RECORDS FOR PROCESSING:
○ ○ ○ ○ ○ ○ ○

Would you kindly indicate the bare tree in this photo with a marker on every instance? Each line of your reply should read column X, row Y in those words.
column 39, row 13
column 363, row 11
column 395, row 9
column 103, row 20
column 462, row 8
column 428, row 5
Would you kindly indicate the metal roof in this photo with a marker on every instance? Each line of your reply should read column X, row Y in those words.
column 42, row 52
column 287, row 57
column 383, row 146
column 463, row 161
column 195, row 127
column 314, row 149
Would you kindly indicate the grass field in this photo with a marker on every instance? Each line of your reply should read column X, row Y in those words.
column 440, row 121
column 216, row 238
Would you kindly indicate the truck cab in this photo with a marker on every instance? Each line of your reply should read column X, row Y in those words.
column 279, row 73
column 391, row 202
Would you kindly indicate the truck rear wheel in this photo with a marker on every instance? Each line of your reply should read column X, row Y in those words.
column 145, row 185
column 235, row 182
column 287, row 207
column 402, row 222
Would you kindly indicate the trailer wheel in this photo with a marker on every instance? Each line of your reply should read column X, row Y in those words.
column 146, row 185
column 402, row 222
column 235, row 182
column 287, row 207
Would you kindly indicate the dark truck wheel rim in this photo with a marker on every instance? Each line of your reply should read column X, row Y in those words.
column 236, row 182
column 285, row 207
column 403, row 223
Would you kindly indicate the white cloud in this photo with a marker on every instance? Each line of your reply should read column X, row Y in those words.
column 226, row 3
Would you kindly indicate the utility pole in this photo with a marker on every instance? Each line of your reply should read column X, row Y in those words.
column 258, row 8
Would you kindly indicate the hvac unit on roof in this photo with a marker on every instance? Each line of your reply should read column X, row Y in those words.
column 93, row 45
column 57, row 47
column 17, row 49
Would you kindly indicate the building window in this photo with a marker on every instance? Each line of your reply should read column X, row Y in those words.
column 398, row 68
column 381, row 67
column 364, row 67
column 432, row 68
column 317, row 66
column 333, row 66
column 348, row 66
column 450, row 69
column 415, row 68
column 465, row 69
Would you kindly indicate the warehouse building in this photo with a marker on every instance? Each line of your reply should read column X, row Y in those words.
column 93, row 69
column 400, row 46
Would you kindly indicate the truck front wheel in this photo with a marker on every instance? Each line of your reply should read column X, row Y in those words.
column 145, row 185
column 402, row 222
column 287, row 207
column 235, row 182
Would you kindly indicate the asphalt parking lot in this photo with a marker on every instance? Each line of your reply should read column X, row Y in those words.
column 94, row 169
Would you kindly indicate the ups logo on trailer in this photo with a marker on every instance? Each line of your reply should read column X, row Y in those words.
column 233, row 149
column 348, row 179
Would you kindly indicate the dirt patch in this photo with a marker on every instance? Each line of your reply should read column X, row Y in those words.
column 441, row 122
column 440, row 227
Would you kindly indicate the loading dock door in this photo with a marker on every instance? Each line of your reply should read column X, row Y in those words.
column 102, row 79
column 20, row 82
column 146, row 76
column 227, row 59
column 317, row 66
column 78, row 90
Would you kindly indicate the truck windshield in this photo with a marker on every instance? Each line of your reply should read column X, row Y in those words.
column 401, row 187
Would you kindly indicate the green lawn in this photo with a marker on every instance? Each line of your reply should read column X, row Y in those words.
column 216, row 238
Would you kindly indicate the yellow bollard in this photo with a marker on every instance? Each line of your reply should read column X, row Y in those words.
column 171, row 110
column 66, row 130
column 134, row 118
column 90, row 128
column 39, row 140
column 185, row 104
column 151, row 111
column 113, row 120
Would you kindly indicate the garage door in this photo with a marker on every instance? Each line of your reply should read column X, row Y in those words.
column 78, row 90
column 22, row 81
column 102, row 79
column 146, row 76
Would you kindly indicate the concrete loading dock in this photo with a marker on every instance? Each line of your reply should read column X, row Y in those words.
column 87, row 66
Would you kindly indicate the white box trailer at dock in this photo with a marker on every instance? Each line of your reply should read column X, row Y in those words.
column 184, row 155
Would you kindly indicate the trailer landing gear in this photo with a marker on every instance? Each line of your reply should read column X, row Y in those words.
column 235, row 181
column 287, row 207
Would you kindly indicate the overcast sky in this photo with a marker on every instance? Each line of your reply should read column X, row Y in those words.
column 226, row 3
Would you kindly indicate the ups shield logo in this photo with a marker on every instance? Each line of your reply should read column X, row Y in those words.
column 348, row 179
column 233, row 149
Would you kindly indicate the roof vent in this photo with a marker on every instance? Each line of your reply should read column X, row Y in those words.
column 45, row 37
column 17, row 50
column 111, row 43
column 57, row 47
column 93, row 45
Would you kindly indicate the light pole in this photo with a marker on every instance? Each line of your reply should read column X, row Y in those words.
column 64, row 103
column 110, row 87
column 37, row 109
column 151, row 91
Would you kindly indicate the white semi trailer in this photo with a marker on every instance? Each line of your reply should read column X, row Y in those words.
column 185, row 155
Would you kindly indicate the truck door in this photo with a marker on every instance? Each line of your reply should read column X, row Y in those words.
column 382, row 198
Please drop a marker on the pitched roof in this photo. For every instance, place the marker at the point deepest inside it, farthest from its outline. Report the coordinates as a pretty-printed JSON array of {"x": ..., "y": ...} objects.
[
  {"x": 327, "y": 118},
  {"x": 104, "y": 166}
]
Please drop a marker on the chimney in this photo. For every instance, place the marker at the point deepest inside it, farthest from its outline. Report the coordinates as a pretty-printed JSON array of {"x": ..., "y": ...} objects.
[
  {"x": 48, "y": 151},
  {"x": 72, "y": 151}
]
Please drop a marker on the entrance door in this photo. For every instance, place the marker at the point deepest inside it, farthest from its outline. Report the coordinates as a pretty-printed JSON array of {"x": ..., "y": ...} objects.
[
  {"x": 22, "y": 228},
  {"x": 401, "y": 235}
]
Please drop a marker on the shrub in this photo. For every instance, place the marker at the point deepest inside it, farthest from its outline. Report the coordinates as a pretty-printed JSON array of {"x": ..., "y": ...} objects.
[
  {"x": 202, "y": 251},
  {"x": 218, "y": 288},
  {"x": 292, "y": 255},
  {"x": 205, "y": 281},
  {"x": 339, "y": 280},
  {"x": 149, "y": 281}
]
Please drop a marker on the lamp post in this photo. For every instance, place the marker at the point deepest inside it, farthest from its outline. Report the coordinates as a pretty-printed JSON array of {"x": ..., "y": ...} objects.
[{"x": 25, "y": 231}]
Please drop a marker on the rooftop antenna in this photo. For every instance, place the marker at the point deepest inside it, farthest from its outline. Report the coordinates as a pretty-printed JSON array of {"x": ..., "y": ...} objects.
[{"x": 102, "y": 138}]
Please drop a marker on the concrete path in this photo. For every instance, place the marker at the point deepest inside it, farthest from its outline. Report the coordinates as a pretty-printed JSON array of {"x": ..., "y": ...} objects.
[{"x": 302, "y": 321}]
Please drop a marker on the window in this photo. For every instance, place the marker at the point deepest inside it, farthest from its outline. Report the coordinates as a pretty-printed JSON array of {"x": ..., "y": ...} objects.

○ ○ ○ ○ ○ ○ ○

The answer must be the data above, repeated exactly as it stands.

RESPONSE:
Would you kindly indicate the bare tree in this photo with a marker on every instance? Each line of your reply should read column X, row Y in those words.
column 39, row 13
column 363, row 11
column 395, row 9
column 103, row 20
column 462, row 8
column 428, row 5
Would you kindly indicate the metal roof in this photo with a marker on every instance? Each line of your reply should read column X, row Y in those words.
column 42, row 52
column 287, row 57
column 383, row 146
column 463, row 161
column 195, row 127
column 314, row 149
Would you kindly indicate the grass field in this photo with a marker on every instance? Each line of your reply should read column X, row Y in those words.
column 440, row 121
column 216, row 238
Would you kindly indicate the truck cab in this photo with a marker on every instance? Each line of your reply should read column X, row Y in those words.
column 279, row 73
column 391, row 202
Would you kindly indicate the truck rear wheel in this photo with a marker on every instance? Each line of your reply should read column X, row Y in those words.
column 145, row 185
column 235, row 182
column 287, row 207
column 402, row 222
Would you kindly indicate the trailer wheel in this photo with a marker on every instance? Each line of your reply should read column X, row Y in those words.
column 146, row 185
column 402, row 222
column 235, row 182
column 287, row 207
Would you kindly indicate the dark truck wheel rim in this photo with a marker on every instance? Each line of your reply should read column X, row Y in those words.
column 236, row 182
column 285, row 207
column 403, row 223
Would you kindly indicate the white cloud in this photo with a marker on every instance? Each line of your reply should read column X, row Y in those words.
column 226, row 3
Would you kindly indicate the utility pole in this photo with a marker on every instance? Each line of your reply should read column X, row Y in those words.
column 258, row 8
Would you kindly indicate the hvac unit on roof in this photo with a marker on every instance? Each line of your reply should read column X, row Y in those words.
column 93, row 45
column 57, row 47
column 17, row 49
Would you kindly indicate the building window in this photo with a marker on every instance? Each line of your reply should read column X, row Y in those words.
column 398, row 68
column 381, row 67
column 364, row 67
column 432, row 68
column 317, row 66
column 333, row 66
column 348, row 66
column 450, row 69
column 415, row 68
column 465, row 69
Would you kindly indicate the warehouse building in this photo with a marker on every instance? Each line of your reply should read column X, row Y in those words.
column 93, row 69
column 400, row 46
Would you kindly indicate the truck front wheel in this photo with a marker on every instance? Each line of your reply should read column X, row Y in those words.
column 145, row 185
column 402, row 222
column 287, row 207
column 235, row 182
Would you kindly indicate the asphalt parking lot in this photo with a marker on every instance? Each line of your reply should read column X, row Y in those words.
column 94, row 169
Would you kindly indicate the ups logo on trailer in this photo with a marker on every instance? Each line of your reply should read column X, row Y in those words.
column 233, row 149
column 348, row 179
Would you kindly indicate the dirt patch in this photo with a marker on every instance? Each line of your reply should read column X, row Y in those words.
column 441, row 122
column 440, row 227
Would you kindly indicate the loading dock door in this photo with a marker on every instance? Each line of your reply should read column X, row Y in those words.
column 102, row 79
column 20, row 82
column 146, row 76
column 227, row 59
column 317, row 66
column 78, row 90
Would you kindly indicate the truck windshield in this photo with a marker on every instance? Each line of your reply should read column X, row Y in those words.
column 401, row 187
Would you kindly indicate the green lawn in this photo with a marker on every instance? Each line of your reply should read column X, row Y in those words.
column 216, row 238
Would you kindly indicate the yellow bollard in this photo with a marker on every instance? Each line of your reply should read column X, row Y in those words.
column 171, row 110
column 66, row 130
column 134, row 118
column 90, row 128
column 39, row 140
column 185, row 104
column 151, row 111
column 113, row 120
Would you kindly indicate the garage door in this photo with a marker on every instance? Each line of your reply should read column X, row Y in those words.
column 78, row 90
column 22, row 81
column 102, row 79
column 146, row 76
Would you kindly indicate the concrete loading dock in this photo with a marker on every instance? Each line of your reply should read column X, row Y in those words.
column 87, row 66
Would you kindly indicate the white box trailer at dock in this photo with a marker on every instance? Each line of your reply should read column X, row Y in those words.
column 184, row 155
Would you kindly indicate the trailer landing gear in this photo with a marker on every instance? Each line of your reply should read column X, row Y in those words.
column 235, row 181
column 287, row 207
Would you kindly indicate the overcast sky in this photo with a marker on every instance? Each line of your reply should read column X, row Y in those words.
column 226, row 3
Would you kindly indicate the ups shield logo in this photo with a marker on every instance? Each line of your reply should read column X, row Y in those words.
column 348, row 179
column 233, row 149
Would you kindly indicate the roof vent in this photo with a marker on every instance? Each line of your reply should read column X, row Y in those words.
column 45, row 37
column 17, row 50
column 111, row 43
column 57, row 47
column 93, row 45
Would you kindly indicate the light pole in this photo with a marker on every instance? Each line of your reply should read column X, row Y in those words.
column 64, row 103
column 110, row 87
column 37, row 109
column 151, row 91
Would you kindly indicate the white semi trailer in this photo with a marker on every instance? Each line of your reply should read column X, row Y in those words.
column 185, row 155
Would you kindly indicate the truck door in this photo with a marker on every instance? Each line of your reply should read column X, row Y in those words.
column 382, row 198
Please drop a marker on the pitched roof in this photo. For every instance, place the marker at the point deepest inside it, farthest from its outline. Report the coordinates as a pretty-printed JSON array of {"x": ..., "y": ...} objects.
[
  {"x": 327, "y": 118},
  {"x": 104, "y": 166}
]
Please drop a marker on the chimney in this photo. For every instance, place the marker at the point deepest inside it, farthest from its outline. Report the coordinates as a pretty-printed JSON array of {"x": ..., "y": ...} objects.
[
  {"x": 48, "y": 151},
  {"x": 72, "y": 151}
]
Please drop a marker on the entrance door in this photo. For every instance, place the marker at the point deepest inside it, farthest from its outline. Report the coordinates as a pretty-printed JSON array of {"x": ..., "y": ...} objects.
[
  {"x": 22, "y": 228},
  {"x": 401, "y": 235}
]
Please drop a marker on the shrub in this photo. For every instance, place the marker at the point deepest inside it, farthest from its outline. Report the coordinates as a pretty-printed JSON array of {"x": ..., "y": ...} objects.
[
  {"x": 202, "y": 251},
  {"x": 218, "y": 288},
  {"x": 292, "y": 255},
  {"x": 205, "y": 281},
  {"x": 339, "y": 280},
  {"x": 149, "y": 281}
]
Please drop a marker on the lamp post in this photo. For every instance, place the marker at the point deepest inside it, farthest from its outline. Report the coordinates as a pretty-printed JSON array of {"x": ..., "y": ...} objects.
[{"x": 25, "y": 231}]
Please drop a marker on the rooftop antenna in this photo. For every instance, place the marker at the point deepest inside it, farthest from its outline. Report the coordinates as a pretty-printed JSON array of {"x": ..., "y": ...} objects.
[{"x": 102, "y": 138}]
Please drop a marker on the concrete path in this photo. For every instance, place the marker at the point deepest inside it, farthest from its outline. Report the coordinates as a pretty-printed JSON array of {"x": ..., "y": ...} objects.
[{"x": 302, "y": 321}]
Please drop a marker on the window in this photo. For every instance, place the marker at the point deepest inside it, farthest from its outline. Report the coordinates as a pretty-printed JSON array of {"x": ..., "y": ...} objects.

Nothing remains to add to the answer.